When the string "shed" occurs in a line of the listing below, return that line.

"""

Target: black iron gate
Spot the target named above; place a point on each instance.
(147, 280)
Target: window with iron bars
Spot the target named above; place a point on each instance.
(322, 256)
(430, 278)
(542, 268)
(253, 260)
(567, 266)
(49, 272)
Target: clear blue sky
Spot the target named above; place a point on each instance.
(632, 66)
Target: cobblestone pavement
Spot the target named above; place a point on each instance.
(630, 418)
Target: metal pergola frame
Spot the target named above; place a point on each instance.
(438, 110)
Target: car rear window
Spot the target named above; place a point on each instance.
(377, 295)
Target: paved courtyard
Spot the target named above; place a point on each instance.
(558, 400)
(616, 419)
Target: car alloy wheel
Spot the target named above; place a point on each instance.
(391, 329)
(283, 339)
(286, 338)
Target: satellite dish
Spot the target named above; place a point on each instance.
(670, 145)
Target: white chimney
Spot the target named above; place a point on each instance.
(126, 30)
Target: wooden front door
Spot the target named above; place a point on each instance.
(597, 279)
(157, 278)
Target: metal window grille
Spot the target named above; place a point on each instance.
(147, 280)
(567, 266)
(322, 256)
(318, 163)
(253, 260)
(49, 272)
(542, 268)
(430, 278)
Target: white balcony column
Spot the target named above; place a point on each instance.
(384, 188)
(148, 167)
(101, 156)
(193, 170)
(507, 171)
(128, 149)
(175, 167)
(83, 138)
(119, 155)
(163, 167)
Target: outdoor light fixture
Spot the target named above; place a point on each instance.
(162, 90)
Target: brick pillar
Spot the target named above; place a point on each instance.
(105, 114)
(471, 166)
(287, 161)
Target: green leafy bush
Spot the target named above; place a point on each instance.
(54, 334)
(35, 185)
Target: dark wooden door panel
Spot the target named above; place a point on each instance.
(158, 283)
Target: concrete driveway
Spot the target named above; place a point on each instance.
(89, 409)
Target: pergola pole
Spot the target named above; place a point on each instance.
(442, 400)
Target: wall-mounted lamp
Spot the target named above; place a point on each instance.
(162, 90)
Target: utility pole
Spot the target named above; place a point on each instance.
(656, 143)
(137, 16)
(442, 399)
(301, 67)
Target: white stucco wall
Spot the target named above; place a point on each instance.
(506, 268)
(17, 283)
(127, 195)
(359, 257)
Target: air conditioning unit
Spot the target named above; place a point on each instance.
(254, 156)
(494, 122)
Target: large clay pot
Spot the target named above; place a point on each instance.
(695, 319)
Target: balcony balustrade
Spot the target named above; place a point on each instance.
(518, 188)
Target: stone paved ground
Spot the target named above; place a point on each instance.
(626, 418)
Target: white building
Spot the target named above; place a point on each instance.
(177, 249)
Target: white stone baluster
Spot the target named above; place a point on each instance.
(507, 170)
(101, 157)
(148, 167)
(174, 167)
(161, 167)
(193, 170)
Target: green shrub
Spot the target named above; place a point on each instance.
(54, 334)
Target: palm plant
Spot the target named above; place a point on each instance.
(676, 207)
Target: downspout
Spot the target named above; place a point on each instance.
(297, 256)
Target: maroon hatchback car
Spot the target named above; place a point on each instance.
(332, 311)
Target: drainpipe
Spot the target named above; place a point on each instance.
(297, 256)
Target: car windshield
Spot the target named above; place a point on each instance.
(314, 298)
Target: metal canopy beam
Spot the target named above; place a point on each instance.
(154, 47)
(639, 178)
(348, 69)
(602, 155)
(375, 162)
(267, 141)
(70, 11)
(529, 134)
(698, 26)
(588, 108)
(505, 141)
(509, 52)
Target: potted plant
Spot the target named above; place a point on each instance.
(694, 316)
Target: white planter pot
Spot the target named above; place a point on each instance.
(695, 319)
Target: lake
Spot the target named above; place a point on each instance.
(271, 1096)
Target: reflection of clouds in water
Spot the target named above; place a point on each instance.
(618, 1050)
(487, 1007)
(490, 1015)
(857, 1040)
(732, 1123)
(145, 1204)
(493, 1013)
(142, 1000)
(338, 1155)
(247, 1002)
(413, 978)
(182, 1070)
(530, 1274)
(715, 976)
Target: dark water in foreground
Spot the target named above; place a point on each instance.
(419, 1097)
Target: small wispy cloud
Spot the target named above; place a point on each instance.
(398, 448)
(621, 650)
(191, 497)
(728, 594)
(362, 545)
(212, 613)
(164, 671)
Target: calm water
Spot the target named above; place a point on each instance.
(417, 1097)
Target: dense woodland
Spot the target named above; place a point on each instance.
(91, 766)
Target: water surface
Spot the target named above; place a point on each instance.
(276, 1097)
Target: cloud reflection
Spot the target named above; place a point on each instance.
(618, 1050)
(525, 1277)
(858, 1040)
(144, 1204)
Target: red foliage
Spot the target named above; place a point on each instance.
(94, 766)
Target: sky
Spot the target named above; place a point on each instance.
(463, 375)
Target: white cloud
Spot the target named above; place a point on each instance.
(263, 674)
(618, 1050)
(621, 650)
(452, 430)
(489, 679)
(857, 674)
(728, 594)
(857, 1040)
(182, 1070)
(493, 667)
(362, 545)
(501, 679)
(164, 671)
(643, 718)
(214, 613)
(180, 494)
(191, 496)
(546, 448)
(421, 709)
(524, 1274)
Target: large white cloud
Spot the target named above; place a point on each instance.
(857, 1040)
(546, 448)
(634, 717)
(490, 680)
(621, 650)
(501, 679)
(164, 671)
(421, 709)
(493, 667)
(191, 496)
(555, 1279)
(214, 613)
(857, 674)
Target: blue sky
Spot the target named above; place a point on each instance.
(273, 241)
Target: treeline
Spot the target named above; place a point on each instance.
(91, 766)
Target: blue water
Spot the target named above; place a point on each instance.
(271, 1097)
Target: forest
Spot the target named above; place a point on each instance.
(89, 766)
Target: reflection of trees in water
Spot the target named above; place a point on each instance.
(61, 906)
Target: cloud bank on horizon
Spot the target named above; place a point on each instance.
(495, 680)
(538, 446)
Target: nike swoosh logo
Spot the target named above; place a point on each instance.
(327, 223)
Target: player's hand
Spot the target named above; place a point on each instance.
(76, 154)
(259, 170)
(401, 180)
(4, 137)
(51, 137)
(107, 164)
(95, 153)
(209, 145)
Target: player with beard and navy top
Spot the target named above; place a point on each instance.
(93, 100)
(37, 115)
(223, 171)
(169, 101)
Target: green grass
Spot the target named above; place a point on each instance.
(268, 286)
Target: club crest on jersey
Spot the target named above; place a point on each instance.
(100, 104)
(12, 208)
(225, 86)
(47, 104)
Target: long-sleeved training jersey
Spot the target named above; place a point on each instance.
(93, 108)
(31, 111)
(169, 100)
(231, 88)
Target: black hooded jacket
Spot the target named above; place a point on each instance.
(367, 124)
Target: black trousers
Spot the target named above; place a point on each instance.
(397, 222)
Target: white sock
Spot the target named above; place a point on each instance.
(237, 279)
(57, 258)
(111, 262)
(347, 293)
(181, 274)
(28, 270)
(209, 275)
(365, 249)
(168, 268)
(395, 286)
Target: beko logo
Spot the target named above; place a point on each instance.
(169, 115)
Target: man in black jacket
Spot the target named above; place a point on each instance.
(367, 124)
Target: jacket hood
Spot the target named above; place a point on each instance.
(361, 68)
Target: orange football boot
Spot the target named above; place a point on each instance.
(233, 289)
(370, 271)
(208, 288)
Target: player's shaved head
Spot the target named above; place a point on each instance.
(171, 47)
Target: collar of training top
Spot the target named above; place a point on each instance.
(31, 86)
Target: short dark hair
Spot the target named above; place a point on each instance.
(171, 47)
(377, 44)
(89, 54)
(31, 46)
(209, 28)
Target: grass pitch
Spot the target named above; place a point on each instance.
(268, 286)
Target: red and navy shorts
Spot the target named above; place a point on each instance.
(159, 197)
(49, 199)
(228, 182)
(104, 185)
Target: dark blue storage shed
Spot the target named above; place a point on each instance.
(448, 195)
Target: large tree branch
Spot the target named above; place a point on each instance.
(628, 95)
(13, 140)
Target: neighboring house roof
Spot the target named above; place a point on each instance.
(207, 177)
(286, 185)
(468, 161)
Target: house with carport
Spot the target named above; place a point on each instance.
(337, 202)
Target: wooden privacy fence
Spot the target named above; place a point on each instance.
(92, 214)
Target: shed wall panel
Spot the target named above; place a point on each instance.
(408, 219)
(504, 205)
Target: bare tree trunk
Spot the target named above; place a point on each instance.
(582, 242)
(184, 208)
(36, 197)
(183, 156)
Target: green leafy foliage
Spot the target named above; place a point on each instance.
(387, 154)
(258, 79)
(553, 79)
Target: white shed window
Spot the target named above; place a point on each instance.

"""

WRITTEN RESPONSE |
Target: dark blue storage shed
Target: shed wall panel
Target: white shed window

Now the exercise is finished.